**Task instructions:** Recast the entire listing below as a numbered list with one line per item, dropping any blank lines.

**Coordinate annotation records:**
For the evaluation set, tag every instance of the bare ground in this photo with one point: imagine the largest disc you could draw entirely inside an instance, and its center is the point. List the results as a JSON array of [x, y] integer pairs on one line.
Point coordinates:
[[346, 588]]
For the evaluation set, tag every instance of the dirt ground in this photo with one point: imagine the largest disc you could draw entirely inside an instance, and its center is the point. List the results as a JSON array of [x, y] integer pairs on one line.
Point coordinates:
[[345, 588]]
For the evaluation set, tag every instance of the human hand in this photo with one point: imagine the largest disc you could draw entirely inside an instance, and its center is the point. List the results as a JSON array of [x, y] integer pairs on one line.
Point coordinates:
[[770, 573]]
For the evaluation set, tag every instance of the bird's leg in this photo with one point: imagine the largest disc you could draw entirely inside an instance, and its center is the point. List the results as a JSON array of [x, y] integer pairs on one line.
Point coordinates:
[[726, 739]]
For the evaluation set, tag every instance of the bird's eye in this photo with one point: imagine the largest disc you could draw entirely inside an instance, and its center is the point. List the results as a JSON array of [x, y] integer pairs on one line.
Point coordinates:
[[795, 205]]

**Correct answer:**
1. For the evaluation set, tag every instance of the bare ground in this photo with one point: imagine the largest disc you could draw entirely inside an instance, and its center is the point. List the results as a JSON array of [x, y] integer pairs on one line.
2. Point coordinates:
3. [[346, 588]]
4. For the evaluation set, tag every instance of the dirt ground in this photo with one point: imagine the largest disc you could draw entirely inside an instance, and its center is the point. List the results as a JSON array of [x, y] integer pairs on one line.
5. Point coordinates:
6. [[345, 588]]
7. For the evaluation set, tag every instance of the human hand in this photo with one point: imagine the largest disc you could draw entirely inside an instance, and its center is the point. List the results as a JSON array of [x, y] integer pairs on one line.
8. Point coordinates:
9. [[770, 573]]
10. For the evaluation set, tag every instance of the bird's leg in this photo with one point: imagine the largest disc you could draw entirely inside an instance, and its center is the point. List the results as a JSON array of [x, y] integer pairs on one line.
11. Point coordinates:
12. [[726, 739]]
13. For the evaluation set, tag every instance of the bird's eye in this photo with one point: imagine the largest disc you could draw entirely inside an instance, and its center is the point. List the results as a JSON array of [x, y] integer pairs on one line.
14. Point coordinates:
15. [[795, 205]]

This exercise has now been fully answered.